◆ **WORK REQUIRED**:
Rename "instance" as "occurrence" throughout the entries below, and reproduce every line with no other change.

◆ **Location identification items**:
=-=-=-=-=
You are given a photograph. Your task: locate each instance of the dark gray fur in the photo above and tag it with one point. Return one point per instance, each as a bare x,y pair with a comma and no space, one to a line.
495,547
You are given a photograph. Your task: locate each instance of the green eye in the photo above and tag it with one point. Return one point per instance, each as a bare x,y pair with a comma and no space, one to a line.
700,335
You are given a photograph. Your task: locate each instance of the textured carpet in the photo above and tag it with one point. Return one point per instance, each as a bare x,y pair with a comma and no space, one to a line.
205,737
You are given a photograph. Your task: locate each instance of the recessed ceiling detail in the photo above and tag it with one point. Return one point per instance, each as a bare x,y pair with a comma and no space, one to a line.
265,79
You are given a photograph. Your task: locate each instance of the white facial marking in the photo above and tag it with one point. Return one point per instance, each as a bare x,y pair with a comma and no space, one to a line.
=-=-=-=-=
◆ **THE OUTPUT**:
You are given a photograph. Your task: locate each occurrence of the dark gray fur in the photo above and tag it with one point. Return one point per occurrence, each as a bare x,y pair with a comma and no space, one to a line.
495,547
You are given a photograph. Your task: locate each occurrence of the green eye in the photo above and tag it with one point. Return one point per occurrence, each as a bare x,y pair with a comma and no space, one to a line.
700,335
You are given a photograph. Your task: locate each occurrence of the textured carpet in the photo above and tag it with one point. Return one point per occurrence, each as a bare x,y pair with a comma and no space, one to a line.
205,737
You are given a photograph. Your task: locate each occurrence of the recessed ceiling detail in the photo above and tag it with one point. Return one point per occurrence, each as a bare x,y pair with a comma and no space, one to a line.
265,79
You are given a photograph. Your task: locate each occurrence of the white facial marking in the photo above and tag it with one point. Return one point per occurrence, each as a bare x,y pair with a comma and no space, one to a line.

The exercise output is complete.